C.M.B. is the debut album by American recording act Color Me Badd, released July 23, 1991, on Giant Records. It was produced by several record producers, including Dr. Freeze, Nick Mundy, and Howie Tee.

The album received mixed reviews from critics who found the production and lyrics generic despite some decent vocal work. C.M.B. peaked at number 3 on the US Billboard 200 and spawned seven singles:
"I Wanna Sex You Up", "I Adore Mi Amor", "All 4 Love", "Color Me Badd", "Thinkin' Back", "Heartbreaker" and "Slow Motion". The album was certified triple platinum by the Recording Industry Association of America (RIAA), denoting shipments of three million copies in the country.

*Challenges*:
1 > Write out, word for word, the portion of the C.M.B. passage starting at "The album received" and ending at "in the country.".
2 > According to the C.M.B. passage, on which record label was the album released?
3 > Please decide whether each statement agrees with the C.M.B. passage, answering yes or no and quoting the deciding words: (a) The album reached number 3 on the US Billboard 200. (b) The album produced five singles. (c) Critics considered the lyrics original.

*Dataset section*:
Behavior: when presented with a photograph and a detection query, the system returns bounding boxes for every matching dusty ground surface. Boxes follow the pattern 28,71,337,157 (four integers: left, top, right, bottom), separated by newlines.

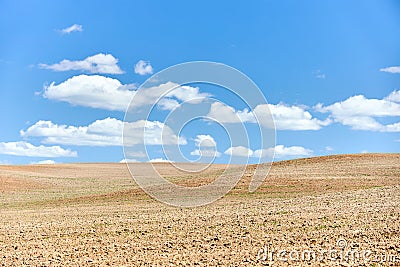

0,154,400,266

*Outputs in order*:
1 >
The album received mixed reviews from critics who found the production and lyrics generic despite some decent vocal work. C.M.B. peaked at number 3 on the US Billboard 200 and spawned seven singles:
"I Wanna Sex You Up", "I Adore Mi Amor", "All 4 Love", "Color Me Badd", "Thinkin' Back", "Heartbreaker" and "Slow Motion". The album was certified triple platinum by the Recording Industry Association of America (RIAA), denoting shipments of three million copies in the country.

2 > Giant Records.

3 >
(a) Yes: "C.M.B. peaked at number 3 on the US Billboard 200"
(b) No: "spawned seven singles"
(c) No: "critics who found the production and lyrics generic"